PASSAGE PROVIDED:

|---|

Gene environment interaction:  The magnitude of the genetic effect depends on the environment.  Certain inherited genes are a "vulnerability", but they are only trigger a particular behavior if the person with the vulnerable gene also interacts with a particular type of environment. Here are some examples:

Aggression:  do genetic factors influence level of aggression?
 - If reared in a nurturing, protective home, then NO.
 - If reared in a chaotic, dysfunctional home, then YES.

Depression:  Is there gene environment interaction for depression?
- Depression is heritable and some of the genes for depression are not dependent on experiencing a certain environment.
- But, there are environmental influences that can influence the genetically based level of depression.
- Life stressors trigger the gene environment interaction for depression.
   - If you have low levels of life stress, then NO gene environment interaction.
   -  If you have high levels of life stress, then YES gene environment interaction.

IQ is an example of when there is NOT a gene environment interaction.

|---|

DATA SUPPLIED:
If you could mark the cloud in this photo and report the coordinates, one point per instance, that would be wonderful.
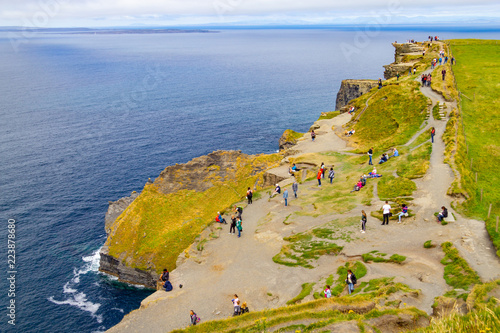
(211, 11)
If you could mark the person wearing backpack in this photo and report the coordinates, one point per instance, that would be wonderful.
(193, 317)
(331, 175)
(249, 196)
(238, 226)
(327, 292)
(351, 281)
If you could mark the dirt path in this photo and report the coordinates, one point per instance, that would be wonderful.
(229, 265)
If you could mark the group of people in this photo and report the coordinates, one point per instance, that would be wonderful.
(236, 219)
(426, 80)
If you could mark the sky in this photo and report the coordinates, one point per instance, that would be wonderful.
(102, 13)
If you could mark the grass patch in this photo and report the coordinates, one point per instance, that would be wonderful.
(158, 226)
(477, 74)
(393, 116)
(417, 162)
(306, 291)
(376, 256)
(329, 115)
(457, 272)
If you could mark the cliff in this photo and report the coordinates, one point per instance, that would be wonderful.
(405, 57)
(147, 232)
(352, 89)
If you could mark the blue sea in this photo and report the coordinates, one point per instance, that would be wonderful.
(85, 119)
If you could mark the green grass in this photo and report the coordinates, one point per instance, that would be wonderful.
(390, 187)
(417, 162)
(477, 74)
(305, 247)
(376, 256)
(306, 291)
(357, 268)
(393, 116)
(329, 115)
(457, 272)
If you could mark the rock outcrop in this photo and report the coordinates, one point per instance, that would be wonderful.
(352, 89)
(148, 231)
(405, 57)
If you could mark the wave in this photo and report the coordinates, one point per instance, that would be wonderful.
(79, 299)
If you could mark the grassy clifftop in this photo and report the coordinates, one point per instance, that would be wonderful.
(167, 217)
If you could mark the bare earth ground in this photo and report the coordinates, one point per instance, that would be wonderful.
(229, 265)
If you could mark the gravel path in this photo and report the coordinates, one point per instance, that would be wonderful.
(229, 265)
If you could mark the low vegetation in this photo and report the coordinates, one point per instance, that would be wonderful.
(457, 272)
(477, 74)
(376, 256)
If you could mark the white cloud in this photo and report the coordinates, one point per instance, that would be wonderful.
(84, 12)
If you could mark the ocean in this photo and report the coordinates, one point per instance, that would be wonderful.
(85, 119)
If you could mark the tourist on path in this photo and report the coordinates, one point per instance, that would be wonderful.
(363, 222)
(404, 212)
(238, 226)
(295, 187)
(193, 317)
(386, 213)
(232, 228)
(370, 155)
(236, 304)
(331, 175)
(327, 292)
(285, 197)
(249, 196)
(351, 281)
(442, 214)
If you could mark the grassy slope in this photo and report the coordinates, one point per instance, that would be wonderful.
(157, 227)
(478, 75)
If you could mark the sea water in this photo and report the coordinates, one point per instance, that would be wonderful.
(89, 118)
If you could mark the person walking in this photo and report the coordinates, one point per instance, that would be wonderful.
(351, 281)
(236, 305)
(387, 212)
(331, 175)
(327, 292)
(193, 318)
(404, 212)
(370, 155)
(232, 227)
(295, 187)
(249, 195)
(238, 226)
(363, 222)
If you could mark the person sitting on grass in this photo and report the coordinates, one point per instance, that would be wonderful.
(442, 214)
(383, 158)
(395, 153)
(277, 190)
(404, 212)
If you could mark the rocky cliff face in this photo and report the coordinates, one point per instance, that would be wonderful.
(148, 231)
(352, 89)
(405, 57)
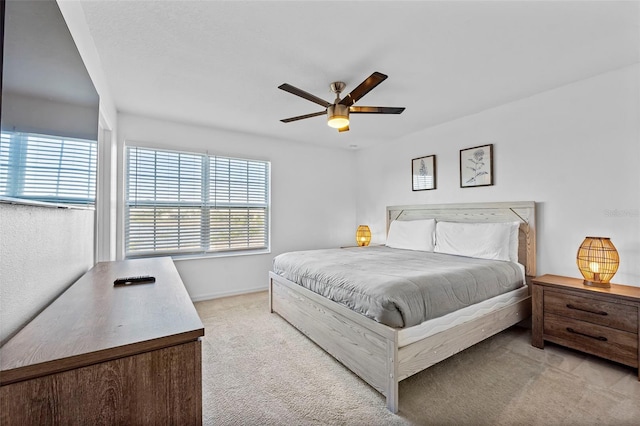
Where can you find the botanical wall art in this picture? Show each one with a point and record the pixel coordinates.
(423, 173)
(476, 166)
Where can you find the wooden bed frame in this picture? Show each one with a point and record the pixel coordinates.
(381, 355)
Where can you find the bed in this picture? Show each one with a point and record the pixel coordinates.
(383, 355)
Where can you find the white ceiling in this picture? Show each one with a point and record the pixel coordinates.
(219, 63)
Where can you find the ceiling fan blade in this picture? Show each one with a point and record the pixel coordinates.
(306, 95)
(302, 117)
(376, 110)
(364, 88)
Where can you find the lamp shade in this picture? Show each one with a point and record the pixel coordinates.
(363, 235)
(598, 261)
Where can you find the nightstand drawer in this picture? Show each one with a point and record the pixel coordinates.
(616, 345)
(596, 311)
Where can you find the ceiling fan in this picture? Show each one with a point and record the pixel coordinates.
(338, 111)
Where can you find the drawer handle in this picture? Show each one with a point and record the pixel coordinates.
(600, 338)
(570, 306)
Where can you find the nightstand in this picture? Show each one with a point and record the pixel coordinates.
(599, 321)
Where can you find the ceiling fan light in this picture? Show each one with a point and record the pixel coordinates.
(338, 116)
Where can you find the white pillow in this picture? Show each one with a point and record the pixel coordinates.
(481, 240)
(412, 234)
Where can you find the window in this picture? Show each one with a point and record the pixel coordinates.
(47, 168)
(188, 203)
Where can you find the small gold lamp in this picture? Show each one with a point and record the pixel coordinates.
(598, 261)
(363, 235)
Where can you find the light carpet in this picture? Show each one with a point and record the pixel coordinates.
(259, 370)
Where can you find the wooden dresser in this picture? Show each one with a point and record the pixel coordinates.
(599, 321)
(101, 354)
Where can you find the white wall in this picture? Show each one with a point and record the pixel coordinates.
(574, 150)
(43, 250)
(312, 202)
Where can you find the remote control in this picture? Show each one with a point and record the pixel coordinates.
(141, 279)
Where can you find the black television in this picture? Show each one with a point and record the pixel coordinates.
(46, 88)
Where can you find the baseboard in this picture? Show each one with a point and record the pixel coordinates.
(219, 295)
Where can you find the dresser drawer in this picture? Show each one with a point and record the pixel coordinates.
(606, 342)
(596, 311)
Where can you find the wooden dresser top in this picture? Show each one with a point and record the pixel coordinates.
(93, 321)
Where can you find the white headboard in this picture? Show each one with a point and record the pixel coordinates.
(521, 211)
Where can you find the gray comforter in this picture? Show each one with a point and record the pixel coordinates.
(399, 288)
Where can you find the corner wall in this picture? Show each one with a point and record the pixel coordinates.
(575, 150)
(312, 198)
(43, 250)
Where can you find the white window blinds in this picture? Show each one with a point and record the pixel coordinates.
(186, 203)
(47, 168)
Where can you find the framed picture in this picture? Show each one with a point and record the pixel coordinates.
(423, 173)
(476, 166)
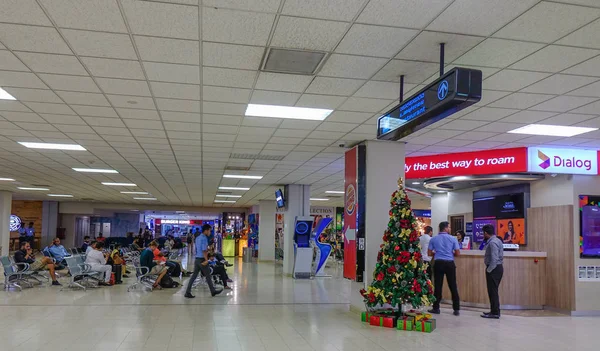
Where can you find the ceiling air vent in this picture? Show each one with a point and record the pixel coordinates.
(257, 157)
(293, 61)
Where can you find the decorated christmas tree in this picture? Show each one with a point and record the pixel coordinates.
(400, 275)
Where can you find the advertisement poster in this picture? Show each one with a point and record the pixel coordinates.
(350, 203)
(478, 228)
(512, 231)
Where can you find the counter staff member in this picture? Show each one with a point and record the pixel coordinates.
(493, 259)
(443, 248)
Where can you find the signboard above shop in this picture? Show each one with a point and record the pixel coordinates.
(457, 89)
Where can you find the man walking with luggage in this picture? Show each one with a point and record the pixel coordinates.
(201, 263)
(493, 259)
(443, 248)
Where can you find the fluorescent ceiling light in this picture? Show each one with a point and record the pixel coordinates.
(118, 184)
(241, 176)
(94, 170)
(314, 114)
(4, 95)
(51, 146)
(232, 188)
(551, 130)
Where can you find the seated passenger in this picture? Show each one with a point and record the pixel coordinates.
(58, 251)
(147, 260)
(25, 255)
(97, 260)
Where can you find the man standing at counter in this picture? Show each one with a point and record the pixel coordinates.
(442, 248)
(493, 259)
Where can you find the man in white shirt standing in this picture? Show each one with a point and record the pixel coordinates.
(97, 260)
(424, 241)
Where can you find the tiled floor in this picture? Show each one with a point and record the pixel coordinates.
(265, 311)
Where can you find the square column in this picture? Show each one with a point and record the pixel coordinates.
(266, 230)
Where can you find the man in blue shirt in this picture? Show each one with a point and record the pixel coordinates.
(201, 263)
(443, 248)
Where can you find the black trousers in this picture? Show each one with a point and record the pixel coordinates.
(493, 280)
(443, 268)
(199, 267)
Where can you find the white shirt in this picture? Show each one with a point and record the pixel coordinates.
(95, 257)
(424, 240)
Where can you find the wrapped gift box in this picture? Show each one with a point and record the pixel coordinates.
(425, 325)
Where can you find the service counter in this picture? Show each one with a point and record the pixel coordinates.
(522, 285)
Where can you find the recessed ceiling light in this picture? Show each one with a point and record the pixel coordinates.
(551, 130)
(94, 170)
(118, 184)
(4, 95)
(241, 176)
(52, 146)
(274, 111)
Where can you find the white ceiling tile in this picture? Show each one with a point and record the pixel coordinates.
(426, 46)
(228, 77)
(547, 22)
(563, 103)
(123, 86)
(347, 66)
(405, 13)
(111, 68)
(339, 10)
(555, 58)
(320, 101)
(178, 105)
(101, 15)
(479, 17)
(559, 84)
(249, 28)
(110, 45)
(511, 80)
(167, 72)
(266, 97)
(48, 63)
(162, 20)
(210, 93)
(282, 82)
(168, 50)
(414, 72)
(379, 41)
(498, 52)
(29, 38)
(23, 11)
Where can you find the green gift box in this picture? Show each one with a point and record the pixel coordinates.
(425, 325)
(406, 323)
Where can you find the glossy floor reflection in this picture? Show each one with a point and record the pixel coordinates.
(265, 311)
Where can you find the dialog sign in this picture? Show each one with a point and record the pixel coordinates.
(457, 89)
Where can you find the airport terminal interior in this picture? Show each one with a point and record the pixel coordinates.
(263, 175)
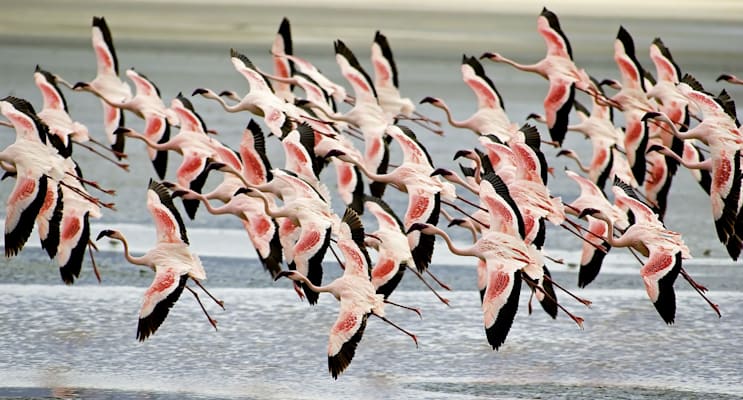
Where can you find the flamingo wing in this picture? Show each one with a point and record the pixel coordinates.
(105, 53)
(73, 241)
(345, 336)
(385, 70)
(557, 43)
(50, 92)
(159, 298)
(659, 273)
(482, 86)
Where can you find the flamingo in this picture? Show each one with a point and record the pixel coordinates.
(730, 78)
(387, 85)
(261, 228)
(595, 247)
(260, 99)
(195, 145)
(490, 117)
(505, 256)
(107, 85)
(559, 69)
(282, 66)
(664, 248)
(311, 222)
(170, 259)
(356, 294)
(367, 114)
(721, 134)
(424, 191)
(148, 105)
(38, 168)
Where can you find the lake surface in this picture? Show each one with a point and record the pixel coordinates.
(79, 341)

|---|

PARTS OF THE EXERCISE:
1/ In the passage on gene environment interaction, what triggers the gene environment interaction for depression?
2/ Go on with the passage on gene environment interaction, starting after its final sentence about IQ.

WRITTEN ANSWERS:
1/ Life stressors.

2/
- Genes are important to IQ and environment is also important to IQ.
- But there are no genes which influence IQ that are triggered (or not) by experiencing a particular environment.

Why is gene-environment interaction important?
- In gene environment interaction, there are (potentially) two different points where you can intervene to help with problematic phenotypes.
– If you know that someone has an "at risk" gene, you can do environmental interventions to stop the vulnerable gene from being triggered - ie, Increase family cohesion in those at risk for aggression
– If you know that something is caused by a gene (as well as triggered by environment), then there is the possibility of pharmaceutical treatments.